Homilía del 26º Domingo del Tiempo ordinario (Mt 21, 28-32)
Cuenta la leyenda que existía un niño que obedecía siempre a la primera y con una gran sonrisa. «Fulanito, pon la mesa». «Voy mamá, tus deseos son órdenes para mi». Y el niño iba tan contento y ponía la mesa… y así siempre que se le pedía algo, da igual que fuera la basura, hacer la cama, bajar la música, no usar el móvil en la mesa, estudiar, siempre respondía de la misma manera. No importa cuando leas esto, ese niño no es el tuyo. No es tu hijo, no es tu nieto. El tuyo dice «¿y por qué tengo que hacerlo yo todo?», como si todo el peso de la casa recayera sobre sus tiernas espaldas. O dice «ya voy», y todavía estás esperando. También dice «no me da la gana», retándote a un duelo sin cuartel que te obliga a desenfundar el repertorio de castigos. A veces te sorprende y dice «ya voy» y va de verdad.
El Evangelio de hoy también va de un padre con hijos a los que les pide algo: trabajar en la viña. Las respuestas no son diferentes a lo que uno puede encontrarse en casa. Uno dice que no le da la gana, aunque luego se arrepiente y obedece. Otro dice que sí pero no aparece por la viña, quizá entretenido en sus propias cosas. El resultado final es más favorable a aquel que dijo que no iba a ir, pero al final fue, que a aquel que dijo buenas palabras y manifestó buenas intenciones, pero al final nada de nada. Los primeros destinatarios de esta parábola son los sumos sacerdotes, pues es a ellos a los que Jesús está hablando (En aquel tiempo, Jesús dijo a los sumos sacerdotes). Ellos eran los expertos en religión de su pueblo. Han dicho que sí a Dios. Pero Jesús les reprocha duramente, en verdad os digo que los publicanos y las prostitutas van por delante de vosotros en el reino de Dios, porque no se convirtieron de su mala conducta con la predicación de Juan Bautista y los publicanos y demás sí lo hicieron. En el fondo les está diciendo que no vale una fe de palabras ni de costumbres o tradiciones, sino una fe que entra en lo profundo del corazón y por ello, porque es de dentro, se manifiesta en las obras.

◆ **Datos disponibles**
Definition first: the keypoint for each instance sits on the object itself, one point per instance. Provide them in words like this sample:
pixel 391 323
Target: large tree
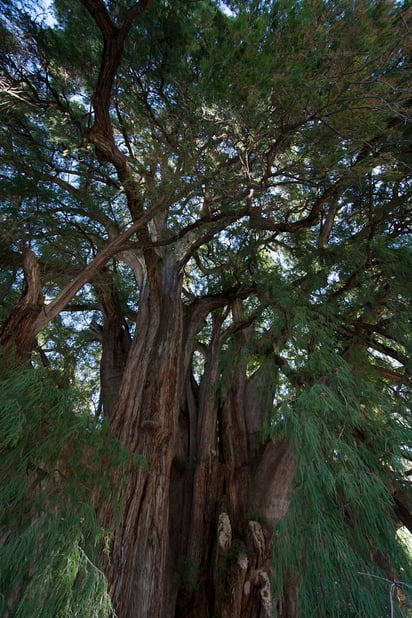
pixel 204 222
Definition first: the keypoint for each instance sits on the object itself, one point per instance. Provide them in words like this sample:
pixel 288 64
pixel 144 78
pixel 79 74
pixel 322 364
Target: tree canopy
pixel 205 217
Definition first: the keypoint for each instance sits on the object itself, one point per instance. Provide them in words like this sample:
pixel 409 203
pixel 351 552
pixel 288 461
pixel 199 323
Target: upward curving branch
pixel 101 133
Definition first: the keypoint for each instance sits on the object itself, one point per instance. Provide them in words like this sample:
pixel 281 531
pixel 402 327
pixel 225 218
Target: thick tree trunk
pixel 145 419
pixel 195 537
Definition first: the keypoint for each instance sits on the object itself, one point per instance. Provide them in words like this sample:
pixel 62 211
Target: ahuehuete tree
pixel 205 276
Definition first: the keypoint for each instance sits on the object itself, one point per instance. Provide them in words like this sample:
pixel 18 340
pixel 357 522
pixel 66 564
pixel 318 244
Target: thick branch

◆ **Preguntas para responder**
A - Según la homilía, ¿a quiénes se dirige Jesús en primer lugar con esta parábola?
B - Escribe una continuación de la homilía sobre la parábola de los dos hijos a partir de su última frase.
El listado no se utiliza en esta parte.

◆ **Conjunto de respuestas**
A - A los sumos sacerdotes.

B -
Esto también es para nosotros hoy. Nosotros somos uno de esos hijos a los que Dios nuestro Padre nos envía a trabajar en su viña. Es una cosa muy grande porque significa, lo primero de todo, que Dios cuenta con nosotros, con cada uno, para hacer mejor este mundo. Se puede uno sentir pequeño o inútil, pero no importa. Dios cuenta contigo para transformar el mundo. Si estamos convencidos de esto, entonces pensemos en las situaciones que tenemos más a mano. En primer lugar, los noes que dedicamos en casa a los nuestros, que podrían ser síes si no pensásemos tanto en nosotros mismos. Ante algo que nos sugieren, que nos aconsejan, que nos ofrecen, que nos piden porque nos necesitan o que nosotros sabemos que les gustaría pero no estamos dispuestos a sacrificarnos. En segundo lugar, lo mismo, pero con personas que no son nuestra familia y que tenemos contacto habitual o esporádico con ellas.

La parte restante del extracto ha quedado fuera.